Information shown:
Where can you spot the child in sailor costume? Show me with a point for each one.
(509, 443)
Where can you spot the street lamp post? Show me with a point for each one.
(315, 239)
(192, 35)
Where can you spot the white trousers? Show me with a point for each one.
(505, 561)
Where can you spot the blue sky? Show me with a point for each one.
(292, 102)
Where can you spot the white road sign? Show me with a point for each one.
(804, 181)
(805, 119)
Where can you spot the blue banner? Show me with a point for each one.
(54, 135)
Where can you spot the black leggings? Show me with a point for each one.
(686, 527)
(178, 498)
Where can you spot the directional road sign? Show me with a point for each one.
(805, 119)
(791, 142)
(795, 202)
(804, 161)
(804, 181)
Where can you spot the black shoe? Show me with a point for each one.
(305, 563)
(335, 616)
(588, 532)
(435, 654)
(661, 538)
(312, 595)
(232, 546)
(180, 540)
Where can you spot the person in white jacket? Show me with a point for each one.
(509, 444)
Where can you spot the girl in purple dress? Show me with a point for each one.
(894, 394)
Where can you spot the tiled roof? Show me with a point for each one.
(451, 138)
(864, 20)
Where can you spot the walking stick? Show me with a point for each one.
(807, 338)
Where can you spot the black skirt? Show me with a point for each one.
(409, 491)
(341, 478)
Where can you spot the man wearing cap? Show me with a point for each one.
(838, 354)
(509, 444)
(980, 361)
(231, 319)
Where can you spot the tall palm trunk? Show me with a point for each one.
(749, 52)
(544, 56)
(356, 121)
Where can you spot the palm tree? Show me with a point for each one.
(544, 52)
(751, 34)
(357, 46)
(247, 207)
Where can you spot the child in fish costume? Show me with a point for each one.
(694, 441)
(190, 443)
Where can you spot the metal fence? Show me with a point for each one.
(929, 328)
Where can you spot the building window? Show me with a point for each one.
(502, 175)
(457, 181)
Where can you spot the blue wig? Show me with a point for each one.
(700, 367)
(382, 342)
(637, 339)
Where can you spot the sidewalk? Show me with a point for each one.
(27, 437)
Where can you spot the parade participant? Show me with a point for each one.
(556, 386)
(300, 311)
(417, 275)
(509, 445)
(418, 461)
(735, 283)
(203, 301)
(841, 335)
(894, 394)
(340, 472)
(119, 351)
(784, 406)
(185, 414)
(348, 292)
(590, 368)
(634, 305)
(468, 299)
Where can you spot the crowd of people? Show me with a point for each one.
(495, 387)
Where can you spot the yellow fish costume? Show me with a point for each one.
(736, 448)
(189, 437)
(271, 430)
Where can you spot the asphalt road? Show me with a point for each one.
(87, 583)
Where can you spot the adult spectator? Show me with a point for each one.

Requirement: Each entry above is to be set down again in exactly the same words.

Full answer:
Where can you spot the child in sailor costume? Show me with a point for each one.
(509, 443)
Where can you spot the street lamp post? Show me with a point for each one.
(315, 239)
(192, 35)
Where can you spot the white trousers? Show me with a point for each one.
(505, 561)
Where can you spot the blue sky? Show me with a point for each one.
(292, 102)
Where can you spot the white road sign? Show me with a point for each one.
(804, 181)
(805, 119)
Where can you spot the blue banner? Show me with a point for each one.
(54, 135)
Where can you spot the black leggings? Show me with a point for each one.
(686, 527)
(178, 498)
Where can you spot the directional road sign? Show me with a point for each one.
(805, 119)
(791, 142)
(795, 202)
(804, 161)
(804, 181)
Where can you spot the black shoe? Show me with a point for each one.
(305, 563)
(335, 616)
(588, 532)
(435, 654)
(661, 538)
(312, 595)
(232, 546)
(180, 540)
Where can you spot the person in white jacket? Show me with a point for each one.
(509, 444)
Where can you spot the girl in purple dress? Show me with a point for each one.
(894, 394)
Where can you spot the tiled roof? Show me with a point for each one.
(451, 138)
(864, 20)
Where can you spot the walking stick? Show me with a point for each one.
(807, 338)
Where can you spot the black skirt? Show me with a point for each one.
(409, 491)
(341, 478)
Where can you spot the man wearing cap? Show me with a point for each one.
(838, 354)
(509, 444)
(980, 361)
(231, 319)
Where can you spot the tall palm trunk? Show me with a point for each one.
(749, 52)
(544, 56)
(356, 121)
Where can you spot the palm tree? Show me with a point for each one.
(544, 52)
(751, 34)
(357, 46)
(247, 207)
Where can you spot the child in fish costume? Show me with a point for each one.
(694, 441)
(190, 443)
Where can you spot the metal fence? Show me with a point for each one.
(929, 328)
Where can you spot the building window? Show me with a point for each one.
(502, 175)
(457, 181)
Where can you spot the blue wig? Show me with a point for each one.
(700, 367)
(382, 342)
(637, 339)
Where can you spot the sidewalk? Show me with a point for each one.
(27, 437)
Where can you spot the parade participant? Show me with a point for each one.
(556, 386)
(300, 311)
(417, 275)
(509, 445)
(418, 461)
(735, 283)
(203, 301)
(841, 335)
(894, 394)
(340, 472)
(119, 351)
(784, 406)
(185, 414)
(348, 292)
(590, 368)
(634, 305)
(468, 299)
Where can you spot the crowd of people? Show me with a point for each one.
(495, 387)
Where can you spot the yellow fish costume? Show me with a point for each one.
(736, 448)
(189, 437)
(271, 430)
Where can you spot the asphalt road? Show me with a point for each one.
(87, 583)
Where can you spot the adult spectator? Show me with a point for each one.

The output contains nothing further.